- Task requirements -
For this exercise, copy the records below exactly and exclude every image.
-------- Material for this exercise --------
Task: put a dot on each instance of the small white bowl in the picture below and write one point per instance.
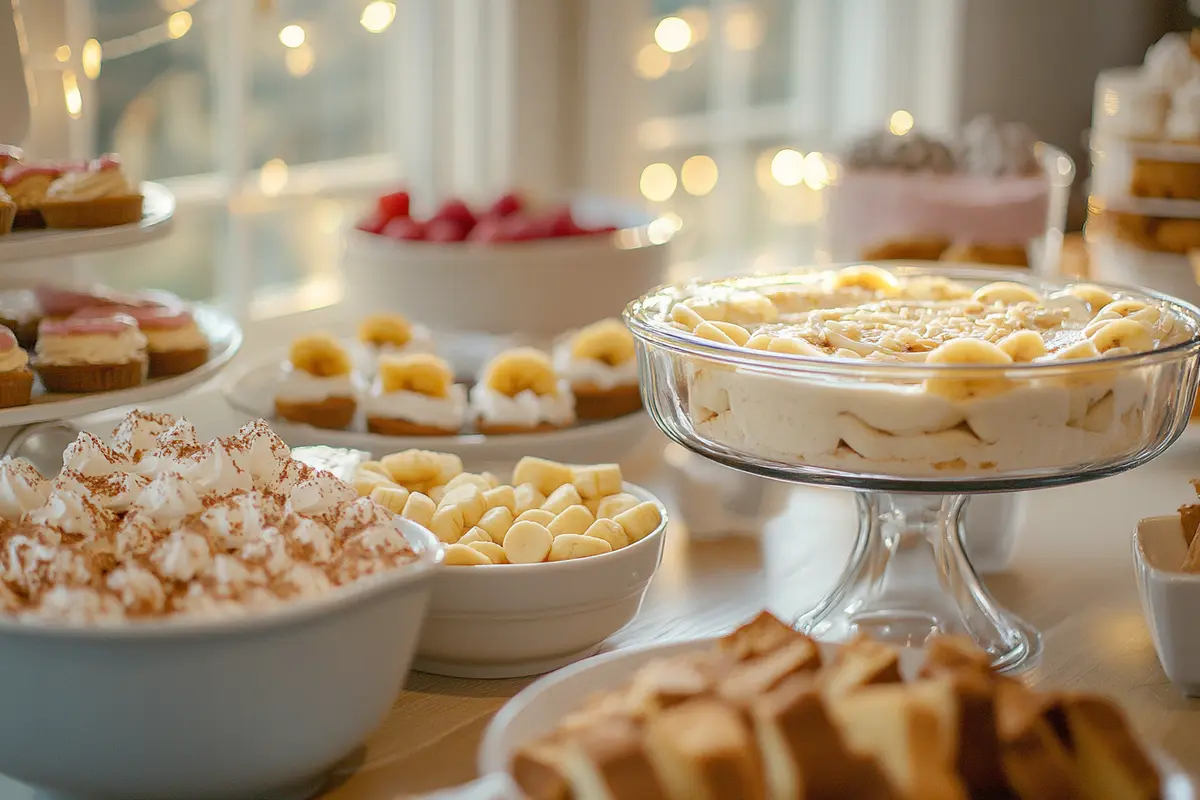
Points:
(1170, 599)
(255, 707)
(537, 288)
(510, 620)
--------
- Answer to this task -
Task: put a dot on each instance of the small white bowl in the picture below and write one point per instance.
Points:
(1170, 599)
(255, 707)
(537, 288)
(510, 620)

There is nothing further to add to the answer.